— begin —

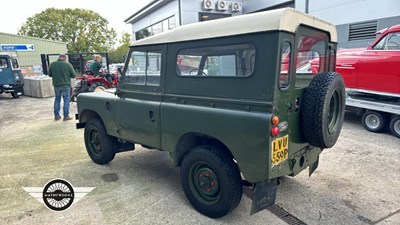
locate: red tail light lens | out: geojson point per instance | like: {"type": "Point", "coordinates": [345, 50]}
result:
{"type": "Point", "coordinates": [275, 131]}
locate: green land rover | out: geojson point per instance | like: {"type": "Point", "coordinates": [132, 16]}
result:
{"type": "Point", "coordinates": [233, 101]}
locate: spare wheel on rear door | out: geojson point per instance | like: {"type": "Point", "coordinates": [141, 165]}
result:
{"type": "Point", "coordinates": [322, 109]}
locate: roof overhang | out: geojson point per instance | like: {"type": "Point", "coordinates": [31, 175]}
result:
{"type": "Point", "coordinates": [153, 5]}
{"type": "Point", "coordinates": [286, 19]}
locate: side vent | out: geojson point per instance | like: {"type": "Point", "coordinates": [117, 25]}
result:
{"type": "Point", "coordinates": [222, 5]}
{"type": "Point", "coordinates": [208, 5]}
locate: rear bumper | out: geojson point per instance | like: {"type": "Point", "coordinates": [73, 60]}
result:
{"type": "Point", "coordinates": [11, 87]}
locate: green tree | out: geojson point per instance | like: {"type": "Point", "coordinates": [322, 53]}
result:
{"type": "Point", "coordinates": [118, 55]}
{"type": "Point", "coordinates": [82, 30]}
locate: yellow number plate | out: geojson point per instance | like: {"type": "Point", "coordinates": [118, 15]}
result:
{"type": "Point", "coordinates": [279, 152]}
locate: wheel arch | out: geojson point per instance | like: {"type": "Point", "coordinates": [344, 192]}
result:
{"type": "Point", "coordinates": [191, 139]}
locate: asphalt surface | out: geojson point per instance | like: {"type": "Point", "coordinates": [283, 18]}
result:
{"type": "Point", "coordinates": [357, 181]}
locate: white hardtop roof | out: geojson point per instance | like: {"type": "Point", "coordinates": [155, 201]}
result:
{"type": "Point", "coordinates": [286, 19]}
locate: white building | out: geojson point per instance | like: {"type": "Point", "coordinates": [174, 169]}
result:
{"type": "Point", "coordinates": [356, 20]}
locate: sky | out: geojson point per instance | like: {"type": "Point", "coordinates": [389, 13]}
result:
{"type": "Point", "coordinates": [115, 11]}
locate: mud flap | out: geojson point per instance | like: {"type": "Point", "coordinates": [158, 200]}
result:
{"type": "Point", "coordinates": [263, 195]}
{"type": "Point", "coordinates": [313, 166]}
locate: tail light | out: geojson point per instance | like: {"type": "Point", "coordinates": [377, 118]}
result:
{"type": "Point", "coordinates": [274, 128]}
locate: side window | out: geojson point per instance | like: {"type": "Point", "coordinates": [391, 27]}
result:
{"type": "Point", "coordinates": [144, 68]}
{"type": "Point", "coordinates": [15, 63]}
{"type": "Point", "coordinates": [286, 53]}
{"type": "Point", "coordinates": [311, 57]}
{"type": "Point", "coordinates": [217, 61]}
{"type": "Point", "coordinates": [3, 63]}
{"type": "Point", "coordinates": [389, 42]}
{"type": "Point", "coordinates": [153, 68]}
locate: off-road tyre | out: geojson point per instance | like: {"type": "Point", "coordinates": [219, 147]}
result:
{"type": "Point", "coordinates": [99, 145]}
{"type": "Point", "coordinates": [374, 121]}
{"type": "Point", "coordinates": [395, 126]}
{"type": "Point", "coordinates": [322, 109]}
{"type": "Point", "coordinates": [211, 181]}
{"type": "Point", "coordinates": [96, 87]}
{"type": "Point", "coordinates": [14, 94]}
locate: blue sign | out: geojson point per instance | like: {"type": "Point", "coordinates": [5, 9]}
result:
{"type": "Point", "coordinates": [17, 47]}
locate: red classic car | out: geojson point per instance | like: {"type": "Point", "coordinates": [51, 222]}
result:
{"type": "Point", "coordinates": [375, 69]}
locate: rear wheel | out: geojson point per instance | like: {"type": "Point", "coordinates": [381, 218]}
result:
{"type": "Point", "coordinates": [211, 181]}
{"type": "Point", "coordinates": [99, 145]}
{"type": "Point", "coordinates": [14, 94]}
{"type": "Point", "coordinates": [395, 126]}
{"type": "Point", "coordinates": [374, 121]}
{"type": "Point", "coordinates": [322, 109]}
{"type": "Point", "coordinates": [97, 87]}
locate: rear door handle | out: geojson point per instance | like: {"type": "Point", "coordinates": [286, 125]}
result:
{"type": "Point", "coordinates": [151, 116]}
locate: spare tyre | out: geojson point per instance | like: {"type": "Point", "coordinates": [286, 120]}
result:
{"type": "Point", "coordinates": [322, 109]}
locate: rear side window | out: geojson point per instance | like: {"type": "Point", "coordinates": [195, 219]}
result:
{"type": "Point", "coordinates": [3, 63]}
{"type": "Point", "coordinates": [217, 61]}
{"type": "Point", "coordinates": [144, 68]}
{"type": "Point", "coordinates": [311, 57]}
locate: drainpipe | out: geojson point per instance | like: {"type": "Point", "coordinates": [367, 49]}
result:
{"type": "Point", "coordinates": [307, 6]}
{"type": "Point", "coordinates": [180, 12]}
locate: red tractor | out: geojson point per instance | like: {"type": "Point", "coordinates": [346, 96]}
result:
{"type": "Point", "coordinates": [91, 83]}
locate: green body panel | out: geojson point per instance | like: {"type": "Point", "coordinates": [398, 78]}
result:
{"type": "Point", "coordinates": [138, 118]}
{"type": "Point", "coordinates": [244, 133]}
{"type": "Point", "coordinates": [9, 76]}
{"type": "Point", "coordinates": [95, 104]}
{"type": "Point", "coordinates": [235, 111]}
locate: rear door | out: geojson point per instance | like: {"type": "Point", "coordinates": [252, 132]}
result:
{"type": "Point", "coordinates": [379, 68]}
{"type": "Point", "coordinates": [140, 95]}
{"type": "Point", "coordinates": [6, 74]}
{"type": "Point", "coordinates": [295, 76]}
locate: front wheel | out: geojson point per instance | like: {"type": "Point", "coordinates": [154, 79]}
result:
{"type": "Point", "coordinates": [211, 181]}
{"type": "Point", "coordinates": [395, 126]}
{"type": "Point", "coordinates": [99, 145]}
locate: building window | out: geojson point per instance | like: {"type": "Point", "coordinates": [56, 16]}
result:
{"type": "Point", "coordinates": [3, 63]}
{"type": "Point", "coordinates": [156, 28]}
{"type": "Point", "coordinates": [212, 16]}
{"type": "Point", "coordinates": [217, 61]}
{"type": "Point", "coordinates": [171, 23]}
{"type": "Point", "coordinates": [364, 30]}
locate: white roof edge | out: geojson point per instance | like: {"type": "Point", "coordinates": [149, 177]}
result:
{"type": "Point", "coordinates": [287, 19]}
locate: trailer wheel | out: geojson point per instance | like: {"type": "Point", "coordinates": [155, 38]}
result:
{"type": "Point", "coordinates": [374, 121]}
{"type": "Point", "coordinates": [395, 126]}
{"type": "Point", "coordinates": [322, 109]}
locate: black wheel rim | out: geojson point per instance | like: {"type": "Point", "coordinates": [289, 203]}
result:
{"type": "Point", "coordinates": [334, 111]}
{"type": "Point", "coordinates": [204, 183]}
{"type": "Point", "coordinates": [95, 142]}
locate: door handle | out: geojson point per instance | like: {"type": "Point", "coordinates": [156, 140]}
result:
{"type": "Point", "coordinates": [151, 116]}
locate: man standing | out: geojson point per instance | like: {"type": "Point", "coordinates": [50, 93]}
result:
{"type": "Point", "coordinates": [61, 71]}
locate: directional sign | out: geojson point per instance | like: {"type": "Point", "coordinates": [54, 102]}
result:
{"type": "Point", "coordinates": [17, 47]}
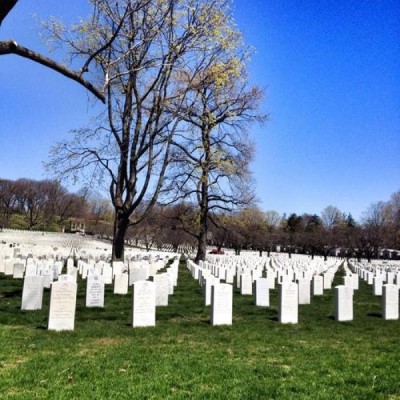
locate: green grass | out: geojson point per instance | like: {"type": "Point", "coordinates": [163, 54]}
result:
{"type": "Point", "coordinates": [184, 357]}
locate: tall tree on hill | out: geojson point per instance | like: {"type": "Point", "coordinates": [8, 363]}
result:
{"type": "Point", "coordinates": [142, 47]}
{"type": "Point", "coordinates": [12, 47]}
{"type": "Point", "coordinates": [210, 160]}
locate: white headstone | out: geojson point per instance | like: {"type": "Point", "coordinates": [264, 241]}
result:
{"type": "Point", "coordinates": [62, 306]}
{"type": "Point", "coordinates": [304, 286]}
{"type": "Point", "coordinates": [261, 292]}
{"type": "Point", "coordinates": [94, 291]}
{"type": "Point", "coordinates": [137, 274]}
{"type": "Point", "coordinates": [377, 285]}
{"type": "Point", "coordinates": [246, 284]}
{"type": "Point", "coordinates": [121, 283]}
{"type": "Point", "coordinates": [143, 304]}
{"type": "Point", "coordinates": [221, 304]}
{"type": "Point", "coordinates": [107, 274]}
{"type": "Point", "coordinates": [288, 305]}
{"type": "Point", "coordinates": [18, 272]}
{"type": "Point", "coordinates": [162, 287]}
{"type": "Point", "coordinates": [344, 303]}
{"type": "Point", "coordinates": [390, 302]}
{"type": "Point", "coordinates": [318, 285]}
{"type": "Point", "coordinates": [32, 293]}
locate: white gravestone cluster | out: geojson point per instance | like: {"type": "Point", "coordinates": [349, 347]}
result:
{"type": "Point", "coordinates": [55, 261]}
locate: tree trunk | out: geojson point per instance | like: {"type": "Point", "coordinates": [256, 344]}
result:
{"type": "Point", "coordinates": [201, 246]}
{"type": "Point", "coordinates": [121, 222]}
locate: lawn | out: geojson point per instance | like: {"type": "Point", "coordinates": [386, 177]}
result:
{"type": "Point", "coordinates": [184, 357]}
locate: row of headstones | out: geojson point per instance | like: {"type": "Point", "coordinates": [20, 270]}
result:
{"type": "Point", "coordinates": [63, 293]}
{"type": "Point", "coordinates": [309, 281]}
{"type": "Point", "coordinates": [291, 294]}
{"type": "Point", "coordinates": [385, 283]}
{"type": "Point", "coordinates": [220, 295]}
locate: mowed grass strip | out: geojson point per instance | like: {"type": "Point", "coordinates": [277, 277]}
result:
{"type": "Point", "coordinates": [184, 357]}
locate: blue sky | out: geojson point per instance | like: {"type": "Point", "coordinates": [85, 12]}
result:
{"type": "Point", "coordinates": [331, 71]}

— end —

** EXERCISE OBJECTIVE **
Reproduce the lines of the entries above exactly, but only from the line containing "locate: white gravestone" through the final line.

** COMPLETED TASK **
locate: white gravestone cluster | out: geojson point per instance | like: {"type": "Point", "coordinates": [349, 347]}
result:
{"type": "Point", "coordinates": [55, 261]}
locate: tree trunk | out: geojson point per instance | like: {"type": "Point", "coordinates": [256, 344]}
result:
{"type": "Point", "coordinates": [201, 246]}
{"type": "Point", "coordinates": [121, 222]}
locate: lawn | out: geojson point per instance | like: {"type": "Point", "coordinates": [386, 177]}
result:
{"type": "Point", "coordinates": [184, 357]}
locate: row of headstones | out: geojson point per instance | like: {"type": "Point", "coordinates": [20, 270]}
result:
{"type": "Point", "coordinates": [63, 293]}
{"type": "Point", "coordinates": [309, 281]}
{"type": "Point", "coordinates": [291, 294]}
{"type": "Point", "coordinates": [385, 283]}
{"type": "Point", "coordinates": [220, 295]}
locate: mowed grass strip | out: geojson point per instance | like: {"type": "Point", "coordinates": [277, 277]}
result:
{"type": "Point", "coordinates": [184, 357]}
locate: blue sky | out: geojson point per instance | like: {"type": "Point", "coordinates": [85, 12]}
result:
{"type": "Point", "coordinates": [331, 71]}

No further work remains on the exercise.